Select and copy each row below that contains the word "dirt".

--- START OF Recorded data ---

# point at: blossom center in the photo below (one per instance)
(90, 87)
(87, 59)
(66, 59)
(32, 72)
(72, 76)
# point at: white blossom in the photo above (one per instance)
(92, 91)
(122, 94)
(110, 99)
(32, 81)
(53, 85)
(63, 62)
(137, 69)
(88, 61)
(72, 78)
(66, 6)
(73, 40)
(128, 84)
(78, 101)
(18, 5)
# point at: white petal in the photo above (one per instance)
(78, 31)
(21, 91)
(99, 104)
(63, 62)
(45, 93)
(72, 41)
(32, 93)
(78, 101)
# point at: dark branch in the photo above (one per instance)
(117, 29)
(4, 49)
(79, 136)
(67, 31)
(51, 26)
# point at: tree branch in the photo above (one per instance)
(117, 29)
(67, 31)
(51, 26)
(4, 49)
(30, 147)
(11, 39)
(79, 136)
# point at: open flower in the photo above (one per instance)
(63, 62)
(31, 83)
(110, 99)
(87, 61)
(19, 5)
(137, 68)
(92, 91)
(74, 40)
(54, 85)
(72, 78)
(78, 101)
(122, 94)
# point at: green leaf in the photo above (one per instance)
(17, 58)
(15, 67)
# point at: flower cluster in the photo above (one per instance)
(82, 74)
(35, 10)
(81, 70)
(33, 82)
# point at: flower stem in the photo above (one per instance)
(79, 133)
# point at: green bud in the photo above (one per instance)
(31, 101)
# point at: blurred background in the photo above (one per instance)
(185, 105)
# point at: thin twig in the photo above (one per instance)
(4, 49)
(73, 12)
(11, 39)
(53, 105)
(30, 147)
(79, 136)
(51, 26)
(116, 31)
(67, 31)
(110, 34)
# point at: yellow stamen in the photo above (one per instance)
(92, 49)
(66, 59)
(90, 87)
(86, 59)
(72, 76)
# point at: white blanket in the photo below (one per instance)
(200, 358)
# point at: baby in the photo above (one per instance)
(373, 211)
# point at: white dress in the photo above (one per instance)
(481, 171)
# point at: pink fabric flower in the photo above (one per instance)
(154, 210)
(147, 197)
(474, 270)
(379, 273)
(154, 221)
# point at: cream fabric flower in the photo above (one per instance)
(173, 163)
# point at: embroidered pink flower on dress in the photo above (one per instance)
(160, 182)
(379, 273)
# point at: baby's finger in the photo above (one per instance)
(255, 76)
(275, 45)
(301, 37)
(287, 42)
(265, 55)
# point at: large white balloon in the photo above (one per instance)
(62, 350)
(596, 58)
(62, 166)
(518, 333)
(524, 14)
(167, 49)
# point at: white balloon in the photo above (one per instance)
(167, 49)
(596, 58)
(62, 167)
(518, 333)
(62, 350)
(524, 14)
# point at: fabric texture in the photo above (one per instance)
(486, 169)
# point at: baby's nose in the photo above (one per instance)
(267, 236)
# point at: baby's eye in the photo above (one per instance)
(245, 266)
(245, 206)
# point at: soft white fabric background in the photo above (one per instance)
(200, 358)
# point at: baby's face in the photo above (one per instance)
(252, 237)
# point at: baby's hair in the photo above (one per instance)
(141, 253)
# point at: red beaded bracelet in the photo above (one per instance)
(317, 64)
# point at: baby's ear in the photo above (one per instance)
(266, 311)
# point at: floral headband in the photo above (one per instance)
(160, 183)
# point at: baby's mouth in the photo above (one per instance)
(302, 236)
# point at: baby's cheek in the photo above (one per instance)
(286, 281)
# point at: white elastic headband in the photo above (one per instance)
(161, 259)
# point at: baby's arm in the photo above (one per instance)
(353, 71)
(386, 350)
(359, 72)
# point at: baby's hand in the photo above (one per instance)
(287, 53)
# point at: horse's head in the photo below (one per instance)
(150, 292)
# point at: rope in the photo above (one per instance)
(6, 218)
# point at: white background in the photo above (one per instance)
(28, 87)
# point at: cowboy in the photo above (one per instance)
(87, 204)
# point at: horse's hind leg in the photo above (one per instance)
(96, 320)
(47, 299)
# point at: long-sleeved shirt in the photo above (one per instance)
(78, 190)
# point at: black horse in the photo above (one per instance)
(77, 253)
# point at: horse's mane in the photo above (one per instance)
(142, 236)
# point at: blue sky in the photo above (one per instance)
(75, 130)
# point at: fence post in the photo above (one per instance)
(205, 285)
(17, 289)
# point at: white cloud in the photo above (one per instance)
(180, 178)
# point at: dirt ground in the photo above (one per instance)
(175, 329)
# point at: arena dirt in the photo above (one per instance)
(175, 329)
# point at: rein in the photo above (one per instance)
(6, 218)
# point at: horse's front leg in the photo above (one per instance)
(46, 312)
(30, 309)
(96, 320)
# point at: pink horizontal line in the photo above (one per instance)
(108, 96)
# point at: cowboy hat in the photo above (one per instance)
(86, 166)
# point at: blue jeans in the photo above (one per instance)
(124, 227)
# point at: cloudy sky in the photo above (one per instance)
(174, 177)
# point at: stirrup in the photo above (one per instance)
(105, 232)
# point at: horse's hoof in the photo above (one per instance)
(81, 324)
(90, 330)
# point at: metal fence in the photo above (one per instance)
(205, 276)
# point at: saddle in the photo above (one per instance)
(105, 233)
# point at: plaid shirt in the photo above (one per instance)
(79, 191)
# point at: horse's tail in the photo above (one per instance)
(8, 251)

--- END OF Recorded data ---
--- START OF Recorded data ---

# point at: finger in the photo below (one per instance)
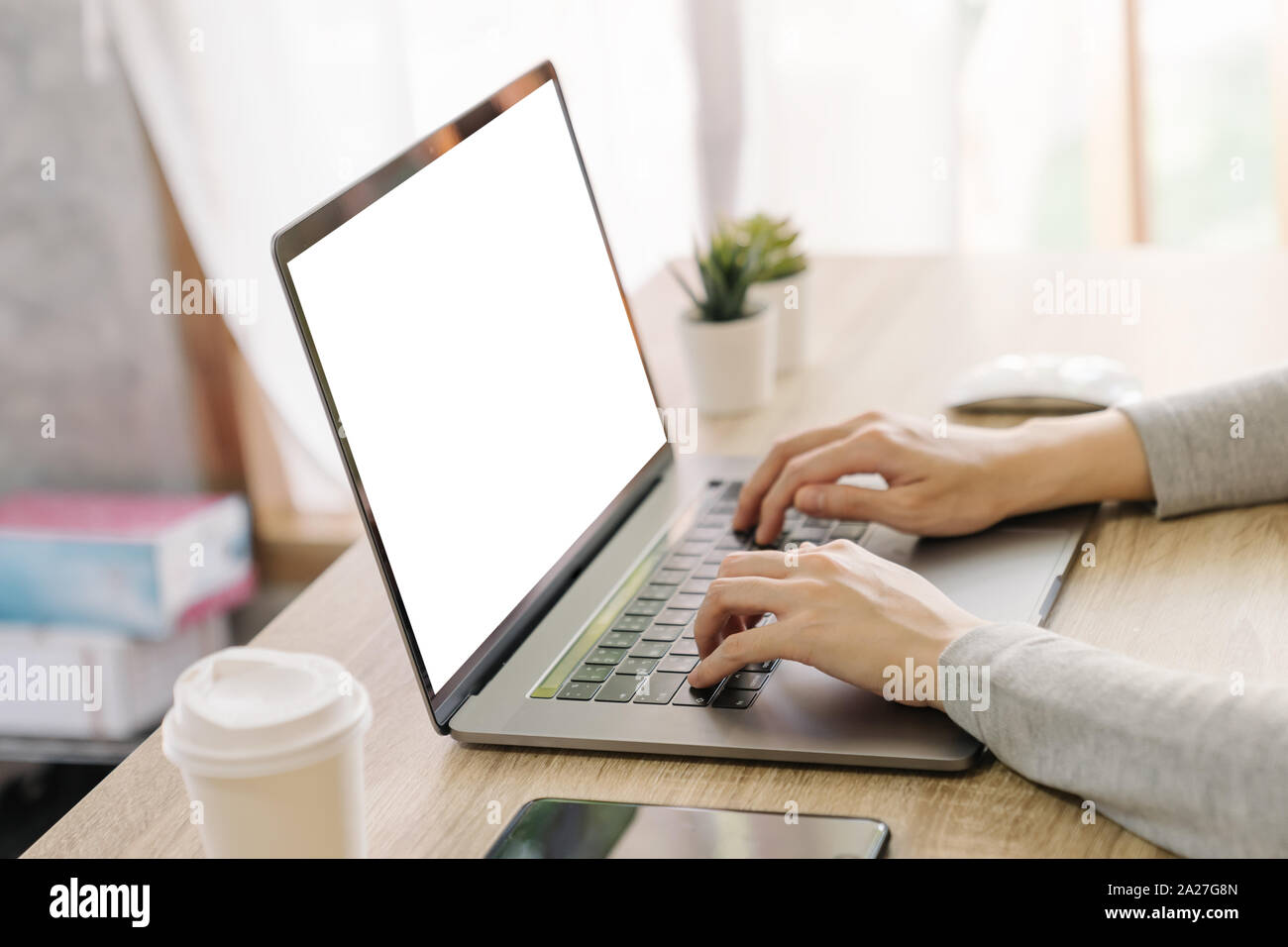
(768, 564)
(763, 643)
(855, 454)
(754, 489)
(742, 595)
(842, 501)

--- END OF Recorded data ---
--- START OF Recorded data ---

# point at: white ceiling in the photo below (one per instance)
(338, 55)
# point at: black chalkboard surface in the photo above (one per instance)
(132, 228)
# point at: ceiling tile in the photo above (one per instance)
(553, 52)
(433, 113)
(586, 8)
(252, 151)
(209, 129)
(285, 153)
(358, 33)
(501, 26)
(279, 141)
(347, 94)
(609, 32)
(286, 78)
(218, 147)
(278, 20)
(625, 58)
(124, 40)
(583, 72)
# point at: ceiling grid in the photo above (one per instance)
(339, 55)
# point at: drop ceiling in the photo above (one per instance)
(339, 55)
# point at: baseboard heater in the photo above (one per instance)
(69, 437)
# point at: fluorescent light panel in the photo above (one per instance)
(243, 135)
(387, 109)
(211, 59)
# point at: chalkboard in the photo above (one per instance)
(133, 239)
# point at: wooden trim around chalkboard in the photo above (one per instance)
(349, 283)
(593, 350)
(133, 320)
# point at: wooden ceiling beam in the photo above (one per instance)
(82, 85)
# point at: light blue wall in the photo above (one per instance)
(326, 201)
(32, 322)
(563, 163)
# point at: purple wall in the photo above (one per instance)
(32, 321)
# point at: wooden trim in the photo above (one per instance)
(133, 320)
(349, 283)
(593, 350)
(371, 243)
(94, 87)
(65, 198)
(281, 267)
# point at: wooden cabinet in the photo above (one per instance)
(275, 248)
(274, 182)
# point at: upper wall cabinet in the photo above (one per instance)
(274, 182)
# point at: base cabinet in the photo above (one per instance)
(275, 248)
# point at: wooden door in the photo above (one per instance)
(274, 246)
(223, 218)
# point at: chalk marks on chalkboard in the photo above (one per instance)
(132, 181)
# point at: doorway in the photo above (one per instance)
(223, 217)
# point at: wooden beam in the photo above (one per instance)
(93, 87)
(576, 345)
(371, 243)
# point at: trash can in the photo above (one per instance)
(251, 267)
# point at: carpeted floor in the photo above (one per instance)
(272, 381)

--- END OF Recorded data ---

Response to this exercise:
# point at: dirt ground in the photo above (one per instance)
# point at: arena dirt in the photo above (one per instance)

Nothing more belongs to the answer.